Render the lines below as a Markdown table with the columns Row and Entry, numbering the lines in order, skipping blank lines, and leaving out the pictures.
━━━ EXCERPTED RECORDS ━━━
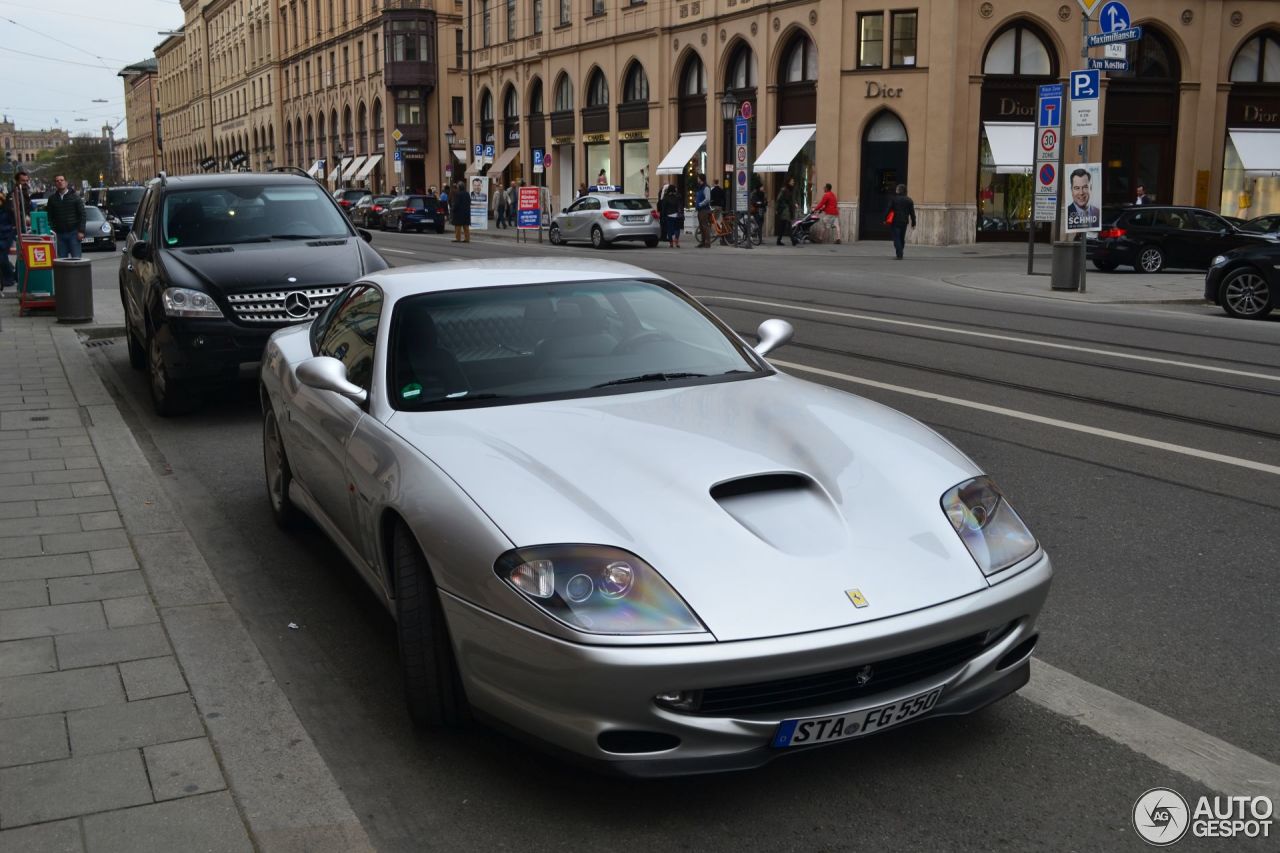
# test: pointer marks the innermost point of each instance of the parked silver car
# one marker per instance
(607, 218)
(602, 518)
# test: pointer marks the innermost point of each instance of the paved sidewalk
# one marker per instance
(136, 714)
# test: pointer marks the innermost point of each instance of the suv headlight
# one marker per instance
(988, 527)
(183, 301)
(597, 589)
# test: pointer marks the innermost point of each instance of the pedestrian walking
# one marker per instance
(900, 214)
(65, 218)
(8, 232)
(671, 208)
(460, 210)
(785, 209)
(499, 203)
(830, 210)
(703, 205)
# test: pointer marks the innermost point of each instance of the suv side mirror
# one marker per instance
(330, 374)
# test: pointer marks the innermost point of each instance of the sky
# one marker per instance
(60, 55)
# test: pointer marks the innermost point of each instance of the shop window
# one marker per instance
(903, 27)
(871, 40)
(1257, 60)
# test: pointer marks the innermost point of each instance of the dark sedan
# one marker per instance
(1155, 237)
(412, 213)
(1246, 281)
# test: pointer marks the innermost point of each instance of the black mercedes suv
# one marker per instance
(214, 264)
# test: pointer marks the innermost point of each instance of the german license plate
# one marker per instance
(803, 733)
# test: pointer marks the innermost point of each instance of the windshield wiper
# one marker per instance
(650, 377)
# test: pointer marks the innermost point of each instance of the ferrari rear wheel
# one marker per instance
(433, 687)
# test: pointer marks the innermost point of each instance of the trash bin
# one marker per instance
(73, 290)
(1066, 267)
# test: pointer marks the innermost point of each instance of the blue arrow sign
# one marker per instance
(1114, 17)
(1084, 85)
(1133, 33)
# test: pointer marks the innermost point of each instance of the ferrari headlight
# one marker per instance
(183, 301)
(987, 525)
(597, 589)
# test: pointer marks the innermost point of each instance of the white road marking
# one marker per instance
(1038, 419)
(1191, 752)
(949, 329)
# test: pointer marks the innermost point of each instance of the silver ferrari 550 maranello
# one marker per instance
━━━
* SOLUTION FOR THIS TASK
| Row | Entry |
|---|---|
| 1 | # test: pointer marks the innermost point of each instance of the parked silver car |
| 2 | # one marker per instance |
| 3 | (607, 218) |
| 4 | (602, 518) |
| 5 | # test: pointer marks the innermost point of each instance of the paved sidewalk |
| 6 | # one marker per instance |
| 7 | (136, 714) |
| 8 | # test: pointer marks the innermost point of each instance of the suv headlight |
| 9 | # one marker per instance |
| 10 | (988, 527) |
| 11 | (183, 301) |
| 12 | (597, 589) |
| 13 | # test: pointer marks the innermost point of each instance of the pedestrian walking |
| 14 | # one marker per instance |
| 15 | (900, 214) |
| 16 | (65, 218) |
| 17 | (8, 232) |
| 18 | (671, 208) |
| 19 | (460, 210) |
| 20 | (785, 209) |
| 21 | (499, 203) |
| 22 | (830, 210) |
| 23 | (703, 205) |
| 24 | # test: pointer marks the innermost point of each instance of the suv side mirror |
| 25 | # one marker per instance |
| 26 | (330, 374) |
| 27 | # test: pointer marks the innermost point of each instance of the sky |
| 28 | # one marker per instance |
| 29 | (60, 55) |
| 30 | # test: pointer marks the innermost point of each instance of the shop window |
| 31 | # one marker per instance |
| 32 | (903, 27) |
| 33 | (871, 40) |
| 34 | (1257, 60) |
| 35 | # test: pointer marks the innermost point of each instance of the dark sedan |
| 36 | # one marker per instance |
| 37 | (1155, 237) |
| 38 | (412, 213) |
| 39 | (1246, 281) |
| 40 | # test: pointer marks the innermost point of each instance of the black mercedes suv |
| 41 | # one marker per instance |
| 42 | (214, 264) |
| 43 | # test: pointer marks the innermost point of each instance of the german license plate |
| 44 | # one marker per instance |
| 45 | (803, 733) |
| 46 | # test: pointer marks the innermost point of each instance of the windshield wiper |
| 47 | # one marker per instance |
| 48 | (650, 377) |
| 49 | # test: pointer marks the innermost point of each instance of the ferrari rear wheel |
| 50 | # one marker per instance |
| 51 | (433, 687) |
| 52 | # test: pointer marks the innermost point of each instance of the trash bin |
| 53 | # one marker per instance |
| 54 | (73, 290) |
| 55 | (1066, 267) |
| 56 | # test: pointer marks the innermost point of each instance of the blue arrow sign |
| 57 | # one marker per instance |
| 58 | (1114, 17) |
| 59 | (1084, 85) |
| 60 | (1133, 33) |
| 61 | # test: pointer marks the innermost point of each instance of the ferrari headlight |
| 62 | # one marker per instance |
| 63 | (183, 301) |
| 64 | (987, 525) |
| 65 | (597, 589) |
| 66 | # test: pointer marks the innermost point of each instance of the white road marking |
| 67 | # one marker per instance |
| 68 | (1038, 419) |
| 69 | (1191, 752) |
| 70 | (949, 329) |
| 71 | # test: pointer marks the innermost point of each instance of the silver ferrari 550 maranello |
| 72 | # one marker per instance |